— Start DATA —
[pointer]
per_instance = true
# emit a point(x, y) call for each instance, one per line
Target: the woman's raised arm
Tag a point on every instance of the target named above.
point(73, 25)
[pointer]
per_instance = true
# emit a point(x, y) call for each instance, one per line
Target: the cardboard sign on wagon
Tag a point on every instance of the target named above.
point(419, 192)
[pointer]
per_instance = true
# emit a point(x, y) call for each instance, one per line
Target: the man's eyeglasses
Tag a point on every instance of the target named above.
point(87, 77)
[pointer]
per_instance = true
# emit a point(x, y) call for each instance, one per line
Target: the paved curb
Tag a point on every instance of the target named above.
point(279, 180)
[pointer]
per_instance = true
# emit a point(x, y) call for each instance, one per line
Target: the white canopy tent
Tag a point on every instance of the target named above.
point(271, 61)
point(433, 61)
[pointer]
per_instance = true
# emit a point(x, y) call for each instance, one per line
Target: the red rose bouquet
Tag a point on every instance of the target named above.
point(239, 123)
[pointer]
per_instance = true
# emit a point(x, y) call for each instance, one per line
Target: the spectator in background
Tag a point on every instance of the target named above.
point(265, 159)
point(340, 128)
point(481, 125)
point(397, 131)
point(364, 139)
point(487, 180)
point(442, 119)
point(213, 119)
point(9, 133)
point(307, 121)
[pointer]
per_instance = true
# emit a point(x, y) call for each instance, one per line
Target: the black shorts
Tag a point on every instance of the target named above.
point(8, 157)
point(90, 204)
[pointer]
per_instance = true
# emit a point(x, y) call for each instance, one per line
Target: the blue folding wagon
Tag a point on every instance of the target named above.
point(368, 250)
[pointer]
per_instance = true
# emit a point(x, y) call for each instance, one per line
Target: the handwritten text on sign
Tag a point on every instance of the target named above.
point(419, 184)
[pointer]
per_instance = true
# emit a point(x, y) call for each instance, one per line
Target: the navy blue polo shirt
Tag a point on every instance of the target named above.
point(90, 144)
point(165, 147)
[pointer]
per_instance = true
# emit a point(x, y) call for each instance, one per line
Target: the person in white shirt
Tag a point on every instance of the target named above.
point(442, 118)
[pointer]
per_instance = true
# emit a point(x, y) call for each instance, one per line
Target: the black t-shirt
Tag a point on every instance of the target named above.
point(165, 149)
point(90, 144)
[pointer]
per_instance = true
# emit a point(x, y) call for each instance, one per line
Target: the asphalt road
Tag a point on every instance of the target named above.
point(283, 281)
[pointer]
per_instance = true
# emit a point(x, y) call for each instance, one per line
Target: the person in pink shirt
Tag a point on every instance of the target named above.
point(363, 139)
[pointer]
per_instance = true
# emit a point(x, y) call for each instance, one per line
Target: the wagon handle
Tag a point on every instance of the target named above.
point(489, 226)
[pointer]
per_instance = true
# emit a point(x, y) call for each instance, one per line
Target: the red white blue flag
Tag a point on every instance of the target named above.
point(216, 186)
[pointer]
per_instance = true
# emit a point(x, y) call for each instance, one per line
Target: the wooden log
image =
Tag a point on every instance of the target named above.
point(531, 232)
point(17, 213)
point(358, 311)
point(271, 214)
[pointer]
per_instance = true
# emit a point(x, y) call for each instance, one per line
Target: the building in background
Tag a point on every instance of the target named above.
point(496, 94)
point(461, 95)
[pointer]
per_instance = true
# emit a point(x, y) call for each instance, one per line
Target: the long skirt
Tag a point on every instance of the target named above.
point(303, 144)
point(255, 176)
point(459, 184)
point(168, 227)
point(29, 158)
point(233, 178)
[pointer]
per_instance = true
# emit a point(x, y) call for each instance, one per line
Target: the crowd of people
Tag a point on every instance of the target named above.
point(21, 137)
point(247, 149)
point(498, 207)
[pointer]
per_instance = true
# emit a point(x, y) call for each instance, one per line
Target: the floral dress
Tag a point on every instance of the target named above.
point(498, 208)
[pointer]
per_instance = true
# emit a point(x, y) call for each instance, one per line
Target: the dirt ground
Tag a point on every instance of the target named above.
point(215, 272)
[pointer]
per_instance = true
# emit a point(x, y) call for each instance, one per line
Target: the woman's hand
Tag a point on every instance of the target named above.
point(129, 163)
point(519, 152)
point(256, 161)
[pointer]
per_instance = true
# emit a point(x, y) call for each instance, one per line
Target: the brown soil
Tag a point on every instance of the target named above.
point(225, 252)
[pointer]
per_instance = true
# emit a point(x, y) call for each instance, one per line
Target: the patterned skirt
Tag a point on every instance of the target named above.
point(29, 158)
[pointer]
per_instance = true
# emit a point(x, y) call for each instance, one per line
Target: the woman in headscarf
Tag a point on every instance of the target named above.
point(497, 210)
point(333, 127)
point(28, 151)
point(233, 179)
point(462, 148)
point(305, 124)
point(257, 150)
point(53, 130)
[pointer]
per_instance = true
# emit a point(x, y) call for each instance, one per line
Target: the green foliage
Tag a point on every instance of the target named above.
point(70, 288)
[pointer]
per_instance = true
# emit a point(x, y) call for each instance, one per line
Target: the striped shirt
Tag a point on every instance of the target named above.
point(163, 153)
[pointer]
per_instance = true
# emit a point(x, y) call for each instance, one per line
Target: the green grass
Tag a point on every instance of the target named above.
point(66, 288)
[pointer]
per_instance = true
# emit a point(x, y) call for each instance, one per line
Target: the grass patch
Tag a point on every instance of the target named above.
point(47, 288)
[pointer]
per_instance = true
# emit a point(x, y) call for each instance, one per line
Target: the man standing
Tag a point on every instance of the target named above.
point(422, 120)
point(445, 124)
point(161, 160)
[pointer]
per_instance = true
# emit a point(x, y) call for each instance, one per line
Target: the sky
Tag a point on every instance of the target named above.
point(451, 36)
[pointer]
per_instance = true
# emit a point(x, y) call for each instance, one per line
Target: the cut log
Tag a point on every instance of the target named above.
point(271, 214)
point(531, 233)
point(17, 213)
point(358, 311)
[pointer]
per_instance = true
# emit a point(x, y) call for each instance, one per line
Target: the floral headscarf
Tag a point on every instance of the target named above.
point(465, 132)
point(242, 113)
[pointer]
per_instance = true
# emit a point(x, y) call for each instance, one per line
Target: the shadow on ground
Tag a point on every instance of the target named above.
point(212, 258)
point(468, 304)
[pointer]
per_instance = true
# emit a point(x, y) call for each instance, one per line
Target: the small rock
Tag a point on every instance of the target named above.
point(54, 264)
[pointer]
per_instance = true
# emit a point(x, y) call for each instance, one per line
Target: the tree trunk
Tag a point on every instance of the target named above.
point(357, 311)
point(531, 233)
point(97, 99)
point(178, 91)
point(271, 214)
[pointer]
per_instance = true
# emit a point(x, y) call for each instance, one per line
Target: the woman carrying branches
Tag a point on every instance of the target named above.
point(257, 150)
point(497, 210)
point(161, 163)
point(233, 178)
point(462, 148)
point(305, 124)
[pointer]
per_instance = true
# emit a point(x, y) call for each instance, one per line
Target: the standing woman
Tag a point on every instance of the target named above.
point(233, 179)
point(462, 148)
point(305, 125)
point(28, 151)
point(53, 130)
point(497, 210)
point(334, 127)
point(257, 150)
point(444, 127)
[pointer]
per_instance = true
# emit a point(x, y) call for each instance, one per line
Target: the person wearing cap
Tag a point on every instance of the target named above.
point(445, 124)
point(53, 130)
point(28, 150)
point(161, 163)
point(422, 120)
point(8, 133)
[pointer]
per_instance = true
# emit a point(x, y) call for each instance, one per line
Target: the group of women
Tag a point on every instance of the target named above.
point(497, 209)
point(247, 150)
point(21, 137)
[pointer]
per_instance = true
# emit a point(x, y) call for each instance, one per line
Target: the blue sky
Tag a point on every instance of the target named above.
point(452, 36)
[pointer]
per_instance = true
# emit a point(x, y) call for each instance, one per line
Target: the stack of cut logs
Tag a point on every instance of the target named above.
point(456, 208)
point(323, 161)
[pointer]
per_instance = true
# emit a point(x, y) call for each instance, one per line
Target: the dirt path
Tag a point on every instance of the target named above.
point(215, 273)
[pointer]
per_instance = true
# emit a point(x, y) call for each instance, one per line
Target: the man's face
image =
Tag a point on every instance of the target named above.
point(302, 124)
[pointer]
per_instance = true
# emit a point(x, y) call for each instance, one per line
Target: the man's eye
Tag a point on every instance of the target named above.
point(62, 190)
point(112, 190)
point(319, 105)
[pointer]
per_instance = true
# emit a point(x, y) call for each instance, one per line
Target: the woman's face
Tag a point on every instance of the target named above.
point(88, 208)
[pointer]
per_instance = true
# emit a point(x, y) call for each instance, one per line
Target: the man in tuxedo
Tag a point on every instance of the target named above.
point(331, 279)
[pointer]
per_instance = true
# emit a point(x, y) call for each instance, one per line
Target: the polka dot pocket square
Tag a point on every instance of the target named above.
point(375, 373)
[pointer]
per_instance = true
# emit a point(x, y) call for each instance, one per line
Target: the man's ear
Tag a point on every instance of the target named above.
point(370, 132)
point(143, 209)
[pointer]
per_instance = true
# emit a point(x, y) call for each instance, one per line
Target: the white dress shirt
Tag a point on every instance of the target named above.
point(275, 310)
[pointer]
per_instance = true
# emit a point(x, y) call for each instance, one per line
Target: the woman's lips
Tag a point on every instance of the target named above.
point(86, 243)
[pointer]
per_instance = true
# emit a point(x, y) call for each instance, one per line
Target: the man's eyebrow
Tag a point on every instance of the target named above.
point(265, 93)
— End DATA —
§ **EXERCISE DESCRIPTION**
Write out, unchanged, every line of the records from the first one through the line holding "point(239, 123)", with both end lines included.

§ **CORRECT OUTPUT**
[pointer]
per_instance = true
# emit a point(x, y) call for each instance, one per line
Target: the woman's raised arm
Tag a point on every instance of the target named above.
point(73, 25)
[pointer]
per_instance = true
# emit a point(x, y) call for each instance, one per line
Target: the cardboard sign on wagon
Tag a point on every instance of the target named above.
point(419, 192)
[pointer]
per_instance = true
# emit a point(x, y) call for each instance, one per line
Target: the man's eyeglasses
Tag a point on every instance of the target named above.
point(87, 77)
[pointer]
per_instance = true
# emit a point(x, y) call for each instance, one per line
Target: the paved curb
Tag a point on every instance of the target named above.
point(279, 180)
[pointer]
per_instance = true
# emit a point(x, y) call for each instance, one per line
Target: the white canopy tent
Tag a point on every instance of the target named above.
point(271, 61)
point(433, 61)
[pointer]
per_instance = true
# emit a point(x, y) call for each instance, one per line
Target: the red rose bouquet
Tag a point on every instance of the target named above.
point(239, 123)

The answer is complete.